**WORK TO DO**
Rewrite the data below, changing every "pixel coords" to "pixel coordinates" and keeping all other text unchanged.

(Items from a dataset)

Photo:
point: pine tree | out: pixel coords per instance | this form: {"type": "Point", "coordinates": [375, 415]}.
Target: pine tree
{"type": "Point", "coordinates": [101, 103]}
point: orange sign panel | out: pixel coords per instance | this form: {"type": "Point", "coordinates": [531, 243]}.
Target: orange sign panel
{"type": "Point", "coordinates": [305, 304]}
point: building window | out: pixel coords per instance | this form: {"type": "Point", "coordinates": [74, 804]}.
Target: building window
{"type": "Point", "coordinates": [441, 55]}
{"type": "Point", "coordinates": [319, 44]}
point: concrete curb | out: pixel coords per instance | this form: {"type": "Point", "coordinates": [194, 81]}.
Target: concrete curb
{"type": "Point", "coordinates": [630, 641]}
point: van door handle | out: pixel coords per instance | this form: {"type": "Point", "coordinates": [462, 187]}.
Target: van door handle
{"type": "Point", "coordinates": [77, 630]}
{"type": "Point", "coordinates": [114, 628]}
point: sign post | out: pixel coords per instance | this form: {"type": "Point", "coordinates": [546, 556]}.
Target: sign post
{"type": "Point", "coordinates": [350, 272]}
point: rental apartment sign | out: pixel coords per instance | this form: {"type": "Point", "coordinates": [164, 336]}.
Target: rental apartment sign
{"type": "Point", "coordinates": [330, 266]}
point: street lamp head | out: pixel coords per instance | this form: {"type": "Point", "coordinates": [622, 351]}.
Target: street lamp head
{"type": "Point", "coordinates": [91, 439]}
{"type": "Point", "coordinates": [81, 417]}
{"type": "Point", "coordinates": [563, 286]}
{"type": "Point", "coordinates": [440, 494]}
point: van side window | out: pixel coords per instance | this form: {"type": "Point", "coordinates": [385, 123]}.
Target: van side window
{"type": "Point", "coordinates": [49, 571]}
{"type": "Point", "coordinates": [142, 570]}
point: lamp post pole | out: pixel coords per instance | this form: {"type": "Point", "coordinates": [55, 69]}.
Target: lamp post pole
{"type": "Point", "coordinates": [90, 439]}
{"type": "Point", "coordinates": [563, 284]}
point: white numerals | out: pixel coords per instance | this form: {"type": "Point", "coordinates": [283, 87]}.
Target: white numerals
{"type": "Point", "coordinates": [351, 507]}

**OUTPUT OF THE EXERCISE**
Photo:
point: pine tree | out: pixel coordinates per instance | this form: {"type": "Point", "coordinates": [375, 415]}.
Target: pine tree
{"type": "Point", "coordinates": [101, 103]}
point: orange sign panel | out: pixel coordinates per instance | this form: {"type": "Point", "coordinates": [531, 243]}.
Target: orange sign panel
{"type": "Point", "coordinates": [305, 304]}
point: building window | out: pixel coordinates per instance | this form: {"type": "Point", "coordinates": [74, 804]}.
Target: building window
{"type": "Point", "coordinates": [441, 55]}
{"type": "Point", "coordinates": [319, 44]}
point: concrete curb | out: pixel coordinates per instance | this form: {"type": "Point", "coordinates": [194, 81]}.
Target: concrete curb
{"type": "Point", "coordinates": [630, 641]}
point: van door handle | out: pixel coordinates per instance | this form: {"type": "Point", "coordinates": [462, 187]}.
Target: van door handle
{"type": "Point", "coordinates": [77, 630]}
{"type": "Point", "coordinates": [114, 628]}
point: sign post | out: pixel coordinates per instance | this form: {"type": "Point", "coordinates": [546, 556]}.
Target: sign post
{"type": "Point", "coordinates": [350, 272]}
point: rental apartment sign | out: pixel coordinates per instance | this form: {"type": "Point", "coordinates": [164, 336]}.
Target: rental apartment sign
{"type": "Point", "coordinates": [330, 266]}
point: street lamp head | out: pixel coordinates per instance | this form: {"type": "Point", "coordinates": [622, 351]}.
Target: street lamp head
{"type": "Point", "coordinates": [91, 439]}
{"type": "Point", "coordinates": [81, 417]}
{"type": "Point", "coordinates": [563, 286]}
{"type": "Point", "coordinates": [440, 494]}
point: van side window | out: pixel coordinates per instance | this form: {"type": "Point", "coordinates": [385, 123]}.
Target: van side window
{"type": "Point", "coordinates": [49, 571]}
{"type": "Point", "coordinates": [142, 570]}
point: lamp post pole | out: pixel coordinates per instance | this form: {"type": "Point", "coordinates": [55, 69]}.
Target: lamp post pole
{"type": "Point", "coordinates": [90, 439]}
{"type": "Point", "coordinates": [563, 284]}
point: white numerals | out: pixel coordinates per instance | this form: {"type": "Point", "coordinates": [283, 87]}.
Target: white numerals
{"type": "Point", "coordinates": [351, 507]}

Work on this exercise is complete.